> _Your goal_
For the word "Target", report how many lines of the records below contain it, and nothing more.
(Beginning of Records for processing)
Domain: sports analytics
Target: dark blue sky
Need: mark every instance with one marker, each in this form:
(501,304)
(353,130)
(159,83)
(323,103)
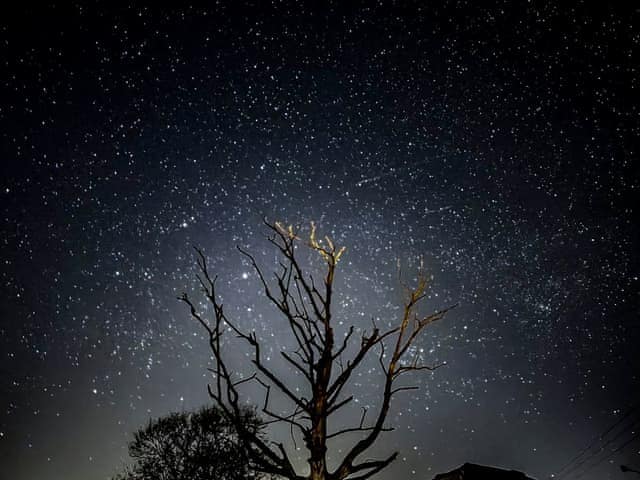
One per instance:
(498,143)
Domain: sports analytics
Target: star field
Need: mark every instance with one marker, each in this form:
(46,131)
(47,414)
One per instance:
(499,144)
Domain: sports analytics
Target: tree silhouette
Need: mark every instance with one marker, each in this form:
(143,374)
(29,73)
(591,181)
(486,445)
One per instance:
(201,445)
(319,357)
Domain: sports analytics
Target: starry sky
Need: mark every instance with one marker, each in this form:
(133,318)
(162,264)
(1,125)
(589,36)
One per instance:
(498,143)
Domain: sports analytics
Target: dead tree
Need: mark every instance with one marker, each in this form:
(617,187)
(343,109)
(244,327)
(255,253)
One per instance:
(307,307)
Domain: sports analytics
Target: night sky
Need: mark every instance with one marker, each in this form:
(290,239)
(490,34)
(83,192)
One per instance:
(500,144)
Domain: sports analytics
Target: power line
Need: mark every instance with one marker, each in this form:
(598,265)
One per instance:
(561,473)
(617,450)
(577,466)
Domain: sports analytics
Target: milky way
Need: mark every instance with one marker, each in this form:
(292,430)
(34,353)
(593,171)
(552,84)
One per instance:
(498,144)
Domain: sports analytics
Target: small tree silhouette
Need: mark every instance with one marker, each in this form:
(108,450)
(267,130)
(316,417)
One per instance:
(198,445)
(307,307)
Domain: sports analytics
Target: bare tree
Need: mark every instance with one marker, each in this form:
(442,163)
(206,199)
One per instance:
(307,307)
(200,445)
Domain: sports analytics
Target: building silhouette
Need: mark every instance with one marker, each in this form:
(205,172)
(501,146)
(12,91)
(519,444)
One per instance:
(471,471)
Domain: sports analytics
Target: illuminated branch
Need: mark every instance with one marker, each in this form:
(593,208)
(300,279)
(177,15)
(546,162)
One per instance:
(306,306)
(End of Records for processing)
> _Output of the exercise_
12